Assignment
Nothing but the lines from the first line of the material below through the line that holds "box: [317, 0, 640, 325]" should be set down, exactly and with pictures left out.
= = =
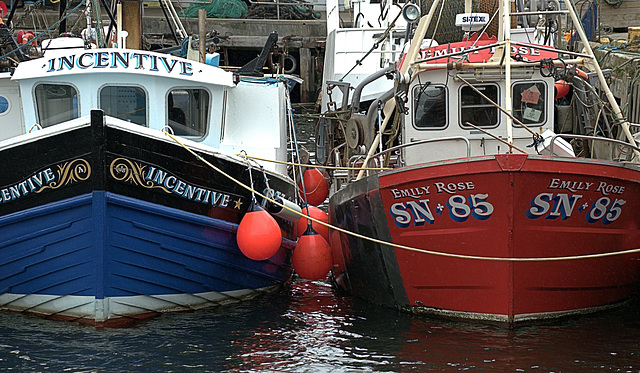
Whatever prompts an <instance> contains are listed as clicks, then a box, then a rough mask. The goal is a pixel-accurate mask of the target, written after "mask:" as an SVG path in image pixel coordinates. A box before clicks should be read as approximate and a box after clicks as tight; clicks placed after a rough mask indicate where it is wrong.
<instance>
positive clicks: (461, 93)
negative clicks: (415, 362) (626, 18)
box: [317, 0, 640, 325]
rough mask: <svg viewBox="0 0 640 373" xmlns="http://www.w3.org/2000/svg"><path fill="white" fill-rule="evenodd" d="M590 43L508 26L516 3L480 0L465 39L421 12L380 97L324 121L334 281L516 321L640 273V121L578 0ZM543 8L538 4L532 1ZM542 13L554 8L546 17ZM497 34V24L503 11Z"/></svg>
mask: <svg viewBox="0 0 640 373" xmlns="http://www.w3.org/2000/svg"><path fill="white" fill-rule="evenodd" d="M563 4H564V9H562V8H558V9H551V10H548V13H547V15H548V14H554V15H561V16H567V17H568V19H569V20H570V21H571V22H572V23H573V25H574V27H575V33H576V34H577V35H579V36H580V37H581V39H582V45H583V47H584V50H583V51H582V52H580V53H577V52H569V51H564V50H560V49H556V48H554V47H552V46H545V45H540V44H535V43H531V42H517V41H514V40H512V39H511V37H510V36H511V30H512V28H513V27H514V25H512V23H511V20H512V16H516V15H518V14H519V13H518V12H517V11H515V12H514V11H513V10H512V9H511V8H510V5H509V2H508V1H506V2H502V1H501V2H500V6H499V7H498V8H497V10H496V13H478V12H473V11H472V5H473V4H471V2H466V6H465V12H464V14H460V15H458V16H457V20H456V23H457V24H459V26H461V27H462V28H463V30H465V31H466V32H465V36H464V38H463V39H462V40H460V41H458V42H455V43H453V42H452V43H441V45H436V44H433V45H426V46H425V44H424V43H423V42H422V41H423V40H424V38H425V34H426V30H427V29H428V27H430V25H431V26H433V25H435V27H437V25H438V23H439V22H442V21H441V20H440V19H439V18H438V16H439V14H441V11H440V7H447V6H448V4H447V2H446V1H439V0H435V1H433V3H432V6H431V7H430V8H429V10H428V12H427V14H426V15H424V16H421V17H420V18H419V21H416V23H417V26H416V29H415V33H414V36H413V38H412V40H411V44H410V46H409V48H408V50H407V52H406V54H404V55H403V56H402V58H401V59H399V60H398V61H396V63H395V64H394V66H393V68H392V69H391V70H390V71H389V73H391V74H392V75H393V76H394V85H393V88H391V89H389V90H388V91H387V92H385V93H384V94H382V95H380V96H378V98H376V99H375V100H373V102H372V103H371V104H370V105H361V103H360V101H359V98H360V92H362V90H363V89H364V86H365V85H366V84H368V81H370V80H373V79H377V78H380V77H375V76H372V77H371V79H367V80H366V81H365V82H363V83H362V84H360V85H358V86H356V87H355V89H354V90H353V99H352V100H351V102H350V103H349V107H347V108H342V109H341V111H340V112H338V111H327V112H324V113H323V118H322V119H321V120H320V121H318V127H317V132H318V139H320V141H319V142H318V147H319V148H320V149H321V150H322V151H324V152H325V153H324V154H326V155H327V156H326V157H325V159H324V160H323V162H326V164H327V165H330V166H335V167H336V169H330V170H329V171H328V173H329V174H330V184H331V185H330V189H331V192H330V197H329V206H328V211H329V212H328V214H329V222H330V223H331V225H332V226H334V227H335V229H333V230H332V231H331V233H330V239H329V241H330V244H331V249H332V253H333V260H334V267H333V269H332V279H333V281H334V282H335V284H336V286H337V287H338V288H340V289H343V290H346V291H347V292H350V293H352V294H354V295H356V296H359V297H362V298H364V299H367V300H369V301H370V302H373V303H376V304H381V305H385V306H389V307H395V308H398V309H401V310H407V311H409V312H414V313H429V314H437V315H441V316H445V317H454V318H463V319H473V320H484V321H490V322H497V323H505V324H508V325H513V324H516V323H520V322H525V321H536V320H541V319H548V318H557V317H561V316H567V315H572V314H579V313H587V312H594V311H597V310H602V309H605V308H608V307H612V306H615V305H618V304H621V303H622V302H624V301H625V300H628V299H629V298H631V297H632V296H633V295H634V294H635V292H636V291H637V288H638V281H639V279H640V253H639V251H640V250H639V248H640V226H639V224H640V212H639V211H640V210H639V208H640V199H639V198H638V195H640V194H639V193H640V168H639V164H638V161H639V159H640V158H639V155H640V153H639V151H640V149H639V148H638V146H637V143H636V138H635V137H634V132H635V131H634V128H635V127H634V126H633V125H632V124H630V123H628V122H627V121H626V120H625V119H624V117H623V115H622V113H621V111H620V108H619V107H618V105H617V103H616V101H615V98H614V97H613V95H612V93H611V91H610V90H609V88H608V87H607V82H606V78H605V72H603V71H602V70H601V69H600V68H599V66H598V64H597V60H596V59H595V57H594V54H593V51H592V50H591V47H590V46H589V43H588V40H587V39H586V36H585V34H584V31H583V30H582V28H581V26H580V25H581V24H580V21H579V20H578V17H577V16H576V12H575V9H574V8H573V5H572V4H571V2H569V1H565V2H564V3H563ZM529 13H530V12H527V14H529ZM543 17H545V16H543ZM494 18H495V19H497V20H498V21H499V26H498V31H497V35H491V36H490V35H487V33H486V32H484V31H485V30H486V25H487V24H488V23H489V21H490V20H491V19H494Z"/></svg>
= = =
Response
Whatever prompts an <instance> contains are listed as clicks, then a box, then a rough mask. The goal is a pixel-accurate mask of the target, written after "mask:" as an SVG path in image pixel coordinates. A box before clicks should be read as approximate and a box after clicks as tight; clicks placed after a rough mask indicate where it is wrong.
<instance>
positive clicks: (461, 93)
negative clicks: (415, 362) (626, 18)
box: [317, 0, 640, 325]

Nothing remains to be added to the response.